- **GOAL OF THE EXERCISE**
Return every line of the entries below as a JSON list of strings, one string per line, with blank lines left out.
•••
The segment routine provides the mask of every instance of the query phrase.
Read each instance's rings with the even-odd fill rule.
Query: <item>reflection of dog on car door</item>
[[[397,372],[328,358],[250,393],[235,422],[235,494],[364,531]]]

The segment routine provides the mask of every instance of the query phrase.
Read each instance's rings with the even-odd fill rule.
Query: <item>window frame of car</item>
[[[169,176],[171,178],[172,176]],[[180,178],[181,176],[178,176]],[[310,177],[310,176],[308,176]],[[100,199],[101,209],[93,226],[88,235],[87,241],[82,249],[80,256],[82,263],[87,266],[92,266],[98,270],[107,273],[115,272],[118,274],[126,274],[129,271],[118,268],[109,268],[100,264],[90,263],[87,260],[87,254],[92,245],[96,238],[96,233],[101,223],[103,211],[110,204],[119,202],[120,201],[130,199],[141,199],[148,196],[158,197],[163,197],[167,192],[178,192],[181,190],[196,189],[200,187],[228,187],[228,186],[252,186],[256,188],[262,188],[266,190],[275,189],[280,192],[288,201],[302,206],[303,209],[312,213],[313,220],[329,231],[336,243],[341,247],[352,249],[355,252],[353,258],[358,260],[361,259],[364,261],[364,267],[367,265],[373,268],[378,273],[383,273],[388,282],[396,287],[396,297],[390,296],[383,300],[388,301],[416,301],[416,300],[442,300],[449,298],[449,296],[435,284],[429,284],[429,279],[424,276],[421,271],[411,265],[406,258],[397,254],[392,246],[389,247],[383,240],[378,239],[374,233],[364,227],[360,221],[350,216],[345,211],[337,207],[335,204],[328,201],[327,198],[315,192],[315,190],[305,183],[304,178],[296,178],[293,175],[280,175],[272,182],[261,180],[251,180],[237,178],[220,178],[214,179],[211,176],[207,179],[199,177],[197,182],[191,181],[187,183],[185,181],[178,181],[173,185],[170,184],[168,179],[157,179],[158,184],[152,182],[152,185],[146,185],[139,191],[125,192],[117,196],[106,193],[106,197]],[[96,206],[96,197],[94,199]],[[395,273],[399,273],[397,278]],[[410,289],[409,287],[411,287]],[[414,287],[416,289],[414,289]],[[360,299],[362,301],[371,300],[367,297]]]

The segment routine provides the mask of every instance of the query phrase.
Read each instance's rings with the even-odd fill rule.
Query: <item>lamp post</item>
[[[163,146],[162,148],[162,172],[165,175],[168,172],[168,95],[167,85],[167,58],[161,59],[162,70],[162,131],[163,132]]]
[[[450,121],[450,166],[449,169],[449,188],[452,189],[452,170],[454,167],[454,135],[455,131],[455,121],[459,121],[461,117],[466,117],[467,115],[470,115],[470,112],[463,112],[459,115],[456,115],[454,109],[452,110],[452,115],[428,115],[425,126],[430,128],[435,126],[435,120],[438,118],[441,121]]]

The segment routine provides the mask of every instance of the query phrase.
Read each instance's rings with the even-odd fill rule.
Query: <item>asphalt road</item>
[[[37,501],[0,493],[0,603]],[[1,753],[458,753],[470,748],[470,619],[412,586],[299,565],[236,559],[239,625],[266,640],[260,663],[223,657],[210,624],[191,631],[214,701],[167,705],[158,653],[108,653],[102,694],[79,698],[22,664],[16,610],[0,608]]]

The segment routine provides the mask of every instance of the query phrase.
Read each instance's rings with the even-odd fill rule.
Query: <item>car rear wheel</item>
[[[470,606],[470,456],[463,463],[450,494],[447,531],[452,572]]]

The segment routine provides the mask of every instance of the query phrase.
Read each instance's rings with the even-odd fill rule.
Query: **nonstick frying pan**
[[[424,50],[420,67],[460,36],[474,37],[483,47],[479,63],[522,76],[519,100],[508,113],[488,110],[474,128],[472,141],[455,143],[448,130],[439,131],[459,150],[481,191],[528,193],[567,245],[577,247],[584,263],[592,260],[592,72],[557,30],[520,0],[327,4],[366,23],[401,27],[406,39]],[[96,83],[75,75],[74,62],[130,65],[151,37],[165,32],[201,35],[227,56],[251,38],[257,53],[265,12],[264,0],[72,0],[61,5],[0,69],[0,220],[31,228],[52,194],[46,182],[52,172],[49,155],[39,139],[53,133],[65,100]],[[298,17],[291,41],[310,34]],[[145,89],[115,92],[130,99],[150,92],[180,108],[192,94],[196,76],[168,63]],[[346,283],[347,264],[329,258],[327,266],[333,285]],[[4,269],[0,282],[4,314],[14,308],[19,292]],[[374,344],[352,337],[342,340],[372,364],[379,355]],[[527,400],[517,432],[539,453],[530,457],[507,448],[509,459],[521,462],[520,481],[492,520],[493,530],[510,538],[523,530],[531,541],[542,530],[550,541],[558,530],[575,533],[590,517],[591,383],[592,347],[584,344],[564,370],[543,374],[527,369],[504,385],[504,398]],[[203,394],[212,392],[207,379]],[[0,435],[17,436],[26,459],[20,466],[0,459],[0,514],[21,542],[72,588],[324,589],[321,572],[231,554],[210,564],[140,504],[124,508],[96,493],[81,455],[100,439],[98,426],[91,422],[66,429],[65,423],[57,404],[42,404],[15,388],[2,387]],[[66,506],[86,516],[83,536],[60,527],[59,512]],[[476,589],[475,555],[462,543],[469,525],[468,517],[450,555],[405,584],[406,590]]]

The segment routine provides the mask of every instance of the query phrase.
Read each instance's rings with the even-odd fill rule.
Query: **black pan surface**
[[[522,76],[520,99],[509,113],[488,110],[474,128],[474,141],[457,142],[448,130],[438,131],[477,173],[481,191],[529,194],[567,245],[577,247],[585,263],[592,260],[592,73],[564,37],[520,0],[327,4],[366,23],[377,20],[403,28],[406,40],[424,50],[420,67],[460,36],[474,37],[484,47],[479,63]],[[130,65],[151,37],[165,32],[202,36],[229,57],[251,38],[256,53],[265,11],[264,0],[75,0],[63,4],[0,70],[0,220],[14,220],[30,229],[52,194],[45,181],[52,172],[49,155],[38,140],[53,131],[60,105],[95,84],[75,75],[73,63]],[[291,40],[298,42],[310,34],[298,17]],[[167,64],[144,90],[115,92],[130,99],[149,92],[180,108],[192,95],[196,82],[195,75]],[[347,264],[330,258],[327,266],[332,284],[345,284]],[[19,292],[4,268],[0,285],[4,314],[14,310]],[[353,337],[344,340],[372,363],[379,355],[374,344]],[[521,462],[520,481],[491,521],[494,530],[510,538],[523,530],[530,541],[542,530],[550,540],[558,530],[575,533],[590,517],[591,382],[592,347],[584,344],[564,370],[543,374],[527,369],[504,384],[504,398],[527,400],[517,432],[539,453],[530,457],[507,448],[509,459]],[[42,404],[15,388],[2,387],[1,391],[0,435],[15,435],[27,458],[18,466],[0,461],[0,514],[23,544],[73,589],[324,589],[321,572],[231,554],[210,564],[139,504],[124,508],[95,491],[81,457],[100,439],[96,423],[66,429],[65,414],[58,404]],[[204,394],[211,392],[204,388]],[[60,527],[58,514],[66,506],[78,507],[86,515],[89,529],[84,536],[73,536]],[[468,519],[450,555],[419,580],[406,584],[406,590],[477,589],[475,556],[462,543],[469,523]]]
•••
- **SOLVED PROBLEM**
[
  "The segment routine provides the mask of every instance of the query phrase.",
  "Read each instance's rings with the even-odd fill rule.",
  "Query: <item>reflection of dog on car door</item>",
  "[[[397,372],[328,358],[250,393],[235,422],[235,494],[364,531]]]",
  "The segment routine provides the mask of every instance of the query phrase.",
  "Read each instance's rings with the even-odd fill rule.",
  "Query: <item>window frame of car</item>",
  "[[[169,176],[171,178],[172,176]],[[180,178],[181,176],[178,176]],[[310,177],[310,176],[308,176]],[[100,199],[101,209],[93,226],[88,235],[87,241],[82,249],[80,256],[82,263],[87,266],[92,266],[98,270],[107,273],[115,272],[118,274],[126,274],[129,271],[118,268],[109,268],[100,264],[90,263],[87,260],[87,254],[92,245],[96,238],[96,233],[101,223],[103,211],[110,204],[119,202],[120,201],[130,199],[141,199],[148,196],[158,197],[163,197],[167,192],[178,192],[181,190],[196,189],[200,187],[228,187],[228,186],[252,186],[256,188],[262,188],[266,190],[275,189],[280,192],[288,201],[302,206],[303,209],[312,213],[313,220],[329,231],[336,243],[341,247],[352,249],[355,252],[353,258],[358,260],[361,259],[364,261],[364,267],[367,265],[373,268],[378,273],[383,273],[388,282],[396,287],[396,297],[390,296],[383,300],[388,301],[416,301],[416,300],[442,300],[449,298],[449,296],[435,284],[429,284],[429,279],[424,276],[421,271],[411,265],[406,258],[397,254],[392,246],[389,247],[383,240],[378,239],[374,233],[364,227],[360,221],[350,216],[345,211],[337,207],[335,204],[328,201],[327,198],[315,192],[315,190],[305,183],[304,178],[296,178],[293,175],[280,175],[272,182],[261,180],[251,180],[237,178],[220,178],[214,179],[211,176],[207,179],[199,177],[197,182],[191,181],[187,183],[185,181],[178,181],[173,185],[170,184],[168,179],[157,179],[158,184],[152,182],[152,185],[146,185],[139,191],[125,192],[117,196],[106,193],[106,197]],[[96,206],[96,197],[94,199]],[[395,273],[399,273],[397,278]],[[410,289],[409,287],[411,287]],[[414,287],[416,289],[414,289]],[[360,299],[362,301],[371,300],[367,297]]]",
  "The segment routine provides the mask of every instance of the query phrase.",
  "Read each instance's rings with the even-odd fill rule.",
  "Query: <item>lamp post</item>",
  "[[[163,146],[162,148],[162,172],[165,175],[168,172],[168,95],[167,85],[167,58],[161,59],[162,70],[162,131],[163,132]]]",
  "[[[450,121],[450,166],[449,169],[449,188],[452,189],[452,170],[454,167],[454,135],[455,131],[455,121],[459,121],[461,117],[466,117],[467,115],[470,115],[470,112],[463,112],[459,115],[456,115],[454,109],[452,110],[452,115],[428,115],[425,126],[430,128],[435,126],[435,120],[438,118],[441,121]]]",
  "The segment routine provides the mask of every instance of the query phrase.",
  "Read each instance's rings with the even-odd fill rule.",
  "Query: <item>asphalt road</item>",
  "[[[37,501],[0,493],[0,603]],[[1,753],[458,753],[470,748],[470,619],[412,586],[299,565],[236,559],[239,625],[266,640],[260,663],[223,657],[210,624],[191,631],[214,701],[167,705],[158,653],[108,653],[102,694],[79,698],[22,664],[16,610],[0,608]]]",
  "The segment routine provides the mask of every instance of the query phrase.",
  "Read each instance's rings with the even-odd fill rule.",
  "Query: <item>car rear wheel</item>",
  "[[[470,606],[470,456],[463,463],[450,494],[447,531],[452,572]]]",
  "The segment routine provides the mask of every instance of the query phrase.",
  "Read each instance's rings with the even-odd fill rule.",
  "Query: **nonstick frying pan**",
  "[[[424,50],[420,67],[460,36],[474,37],[483,47],[479,63],[522,76],[519,100],[508,113],[488,110],[474,128],[472,141],[455,143],[448,130],[439,131],[459,150],[481,191],[528,193],[567,245],[577,247],[584,263],[592,260],[592,72],[557,30],[520,0],[327,4],[366,23],[401,27],[406,39]],[[96,83],[75,75],[74,62],[130,65],[151,37],[165,32],[201,35],[227,56],[251,38],[257,53],[265,12],[264,0],[72,0],[61,5],[0,69],[0,220],[31,228],[52,194],[46,182],[52,172],[49,155],[39,139],[53,133],[65,100]],[[298,17],[291,41],[310,34]],[[145,89],[115,92],[130,99],[150,92],[180,108],[192,94],[196,76],[168,63]],[[346,283],[347,264],[329,258],[327,266],[333,285]],[[4,269],[0,282],[4,314],[14,308],[19,292]],[[374,344],[352,337],[342,340],[372,364],[379,355]],[[527,400],[517,432],[539,453],[530,457],[507,448],[509,459],[521,462],[520,481],[492,520],[493,530],[510,538],[523,530],[531,541],[542,530],[550,541],[558,530],[575,533],[590,517],[591,383],[592,347],[584,344],[564,370],[543,374],[527,369],[504,385],[504,398]],[[203,394],[212,392],[207,379]],[[0,435],[17,436],[26,459],[20,466],[0,459],[0,514],[21,542],[72,588],[324,589],[321,572],[231,554],[210,564],[140,504],[124,508],[96,493],[81,455],[100,439],[98,426],[91,422],[66,429],[65,423],[57,404],[42,404],[15,388],[2,387]],[[66,506],[86,516],[83,536],[60,527],[59,512]],[[476,589],[475,555],[462,543],[469,525],[468,517],[450,555],[405,584],[406,590]]]",
  "The segment routine provides the mask of every instance of the query phrase.",
  "Read each instance's rings with the even-odd fill rule.",
  "Query: **black pan surface**",
  "[[[522,76],[520,99],[509,113],[488,110],[474,128],[474,141],[457,142],[448,130],[438,131],[477,173],[481,191],[529,194],[567,245],[577,247],[585,263],[592,260],[592,73],[564,37],[520,0],[327,4],[366,23],[377,20],[403,28],[406,40],[424,50],[420,67],[460,36],[474,37],[484,47],[479,63]],[[130,65],[151,37],[165,32],[202,36],[229,57],[251,38],[256,53],[265,11],[264,0],[75,0],[63,4],[0,70],[0,220],[14,220],[30,229],[52,194],[45,181],[52,172],[49,155],[38,140],[53,131],[60,105],[95,84],[75,75],[73,63]],[[291,40],[298,42],[310,34],[298,17]],[[167,64],[144,90],[115,92],[130,99],[149,92],[180,108],[192,95],[196,82],[195,75]],[[347,264],[330,258],[327,266],[332,284],[345,284]],[[19,292],[4,268],[0,285],[4,314],[14,310]],[[353,337],[344,340],[372,363],[379,355],[374,344]],[[521,462],[520,481],[491,521],[494,530],[510,538],[523,530],[530,541],[542,530],[550,540],[558,530],[575,533],[590,517],[591,382],[592,347],[584,344],[564,370],[543,374],[527,369],[504,384],[504,398],[527,400],[517,432],[539,453],[530,457],[507,448],[509,459]],[[42,404],[15,388],[2,387],[1,391],[0,435],[15,435],[27,458],[18,466],[0,461],[0,514],[23,544],[73,589],[324,589],[321,572],[231,554],[210,564],[139,504],[124,508],[95,491],[81,457],[100,439],[96,423],[66,429],[65,414],[58,404]],[[204,394],[211,392],[204,388]],[[60,527],[58,514],[66,506],[78,507],[86,515],[89,529],[84,536],[73,536]],[[468,519],[450,555],[419,580],[406,584],[406,590],[477,589],[475,556],[462,543],[469,523]]]"
]